→ PROBLEM 1
In the forum thread on detecting a small voltage difference, translate this sentence into Spanish: "It would be easier to use an analog comparator instead of an op-amp."
→ PROBLEM 2
Retype the records, starting with the line that contains "wooden dining table" and continuing through the final line of the records.

→ EXCERPTED PASSAGE
----------

[SOLVED] Difference (?) of voltage not more than 2 volt ?

Thread Starter

vanderghast

Joined Jun 14, 2018
63
I have just observed how hard it is to come with a design of "absolute" value.

The pristine problem is to get a "simple" (less than 4 opamps ! ) solution which will light on a green LED if the difference between two rails is less than, say, 2 V. Evenbetter if the "2' is "adjustable" by design. I first thought that is was a piece of cake, but even with four standard op-amp (which unfortunately most behave as they do with negative voltage even if their low supplied voltage is the "ground", while some Analog Devices OpAmps claim to do otherwise, these failed to be ... "simple" and commonly available in simulators) I have a hard time to come with a solution. Humble me! Here are the specs: with two rails which can be at +12V or -12V or absent (battery polarity inversed, or one is at an open circuit), light on a standard green LED (can use a reliable available source at an unspecified voltage, independently of the rails source... else, how can you light on a LED with no power at all? ) if the difference of voltage ( what is a voltage if not a difference ? ) between the two rails is less then 2.5 to 2 volt (absolute value, that is). I have spent too much time trying to solve that apparent simple riddle that I resolved ... to post the question here. Once again, humble me with a "simple" solution. TINA (Texas Instruments) or LTspice (Analog Devices) circuit simulation really appreciated, with triangular rails variations for -12V to +12V (different non congruent frequency) appreciated, but any insight thought of "old timer" not deprecated either (and doubly appreciated, in truth). With respect dues, after all, that sounds so simple that I have a strong feeling that I miss something so elementary... Thanks in advance.
 

MrChips

Joined Oct 2, 2009
26,790
Here are hopefully some helpful tips in posting a question.

1) It is difficult to read such a long paragraph with no line or paragraph breaks.
2) Sometimes less is more. Try to state the problem in concise sentences.
3) A picture is worth a thousand words. It would be better to describe your circuit with a circuit diagram.
4) Establish the specifications of the circuit using a table showing voltages.

Now for some tips on the technical details.

1) If all your voltages are positive, you don't need a negative supply. There are analog ICs that will work on single supply voltage.
2) It would be easier to use an analog comparator instead of an op-amp.
3) There is no such thing as exactly 2.0V. There is always noise in voltages. Hence you have to take into account some error margin, for example. 2.00 ± 0.05V.
4) Always allow for some hysteresis where the threshold voltage is different for increasing and decreasing voltages. If you don't have hysteresis then your output will oscillate.
 

LowQCab

Joined Nov 6, 2012
2,329
What You missed is stating the problem that You are trying to solve,
rather than presenting your attempts at solving that problem, as the problem.
What's broke ?
.
.
.
 

MrSalts

Joined Apr 2, 2020
2,060
Here are hopefully some helpful tips in posting a question.

----------

→ DATA FOR PROCESSING
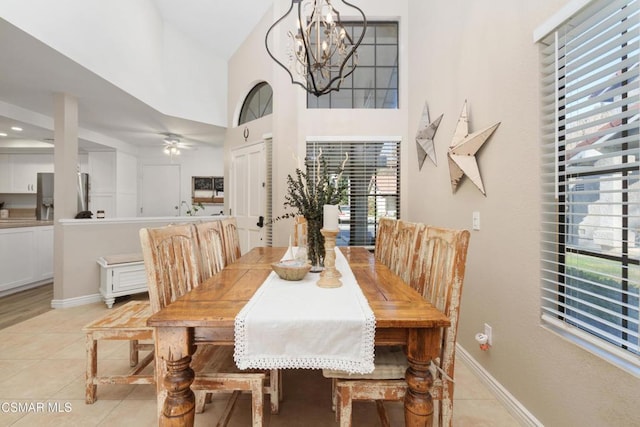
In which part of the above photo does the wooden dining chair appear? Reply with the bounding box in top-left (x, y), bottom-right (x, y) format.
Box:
top-left (221, 217), bottom-right (241, 265)
top-left (292, 215), bottom-right (307, 246)
top-left (195, 220), bottom-right (225, 281)
top-left (323, 227), bottom-right (469, 427)
top-left (388, 220), bottom-right (426, 291)
top-left (140, 224), bottom-right (267, 426)
top-left (374, 217), bottom-right (398, 267)
top-left (195, 220), bottom-right (282, 414)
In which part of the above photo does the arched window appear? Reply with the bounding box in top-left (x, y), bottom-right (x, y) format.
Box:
top-left (238, 82), bottom-right (273, 125)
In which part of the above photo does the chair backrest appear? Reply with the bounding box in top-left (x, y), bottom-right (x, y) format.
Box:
top-left (292, 215), bottom-right (307, 246)
top-left (140, 224), bottom-right (200, 313)
top-left (374, 217), bottom-right (398, 267)
top-left (221, 217), bottom-right (241, 266)
top-left (195, 220), bottom-right (225, 281)
top-left (409, 226), bottom-right (469, 388)
top-left (389, 220), bottom-right (426, 292)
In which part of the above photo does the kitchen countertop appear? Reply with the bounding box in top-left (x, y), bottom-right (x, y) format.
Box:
top-left (0, 218), bottom-right (53, 230)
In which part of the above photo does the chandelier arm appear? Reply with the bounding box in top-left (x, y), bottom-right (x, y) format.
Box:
top-left (265, 0), bottom-right (367, 97)
top-left (264, 0), bottom-right (307, 90)
top-left (322, 0), bottom-right (367, 95)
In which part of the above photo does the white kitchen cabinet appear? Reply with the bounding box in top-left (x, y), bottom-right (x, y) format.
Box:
top-left (32, 226), bottom-right (53, 282)
top-left (0, 226), bottom-right (53, 296)
top-left (9, 154), bottom-right (53, 194)
top-left (0, 226), bottom-right (53, 296)
top-left (97, 254), bottom-right (148, 308)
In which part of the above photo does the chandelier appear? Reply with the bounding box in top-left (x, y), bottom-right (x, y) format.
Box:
top-left (163, 134), bottom-right (180, 158)
top-left (264, 0), bottom-right (367, 96)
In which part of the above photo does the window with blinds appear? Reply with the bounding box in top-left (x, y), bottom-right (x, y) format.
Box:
top-left (538, 0), bottom-right (640, 375)
top-left (307, 141), bottom-right (400, 248)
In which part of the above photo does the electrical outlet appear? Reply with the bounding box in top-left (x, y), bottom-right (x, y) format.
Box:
top-left (472, 211), bottom-right (480, 230)
top-left (484, 323), bottom-right (493, 345)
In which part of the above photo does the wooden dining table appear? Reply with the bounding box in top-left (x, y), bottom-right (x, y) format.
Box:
top-left (147, 247), bottom-right (449, 427)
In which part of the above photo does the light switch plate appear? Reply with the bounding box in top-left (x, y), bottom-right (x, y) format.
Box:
top-left (473, 211), bottom-right (480, 230)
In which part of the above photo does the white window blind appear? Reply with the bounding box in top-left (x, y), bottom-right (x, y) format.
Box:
top-left (540, 0), bottom-right (640, 375)
top-left (307, 141), bottom-right (400, 248)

----------

→ FULL RESPONSE 1
Sería más fácil usar un comparador analógico en lugar de un amplificador operacional.

→ FULL RESPONSE 2
In which part of the above photo does the wooden dining table appear? Reply with the bounding box in top-left (x, y), bottom-right (x, y) format.
Box:
top-left (147, 247), bottom-right (449, 427)
In which part of the above photo does the light switch plate appear? Reply with the bounding box in top-left (x, y), bottom-right (x, y) format.
Box:
top-left (473, 211), bottom-right (480, 230)
In which part of the above photo does the white window blind appear? Reply with the bounding box in top-left (x, y), bottom-right (x, y) format.
Box:
top-left (540, 0), bottom-right (640, 375)
top-left (307, 141), bottom-right (400, 248)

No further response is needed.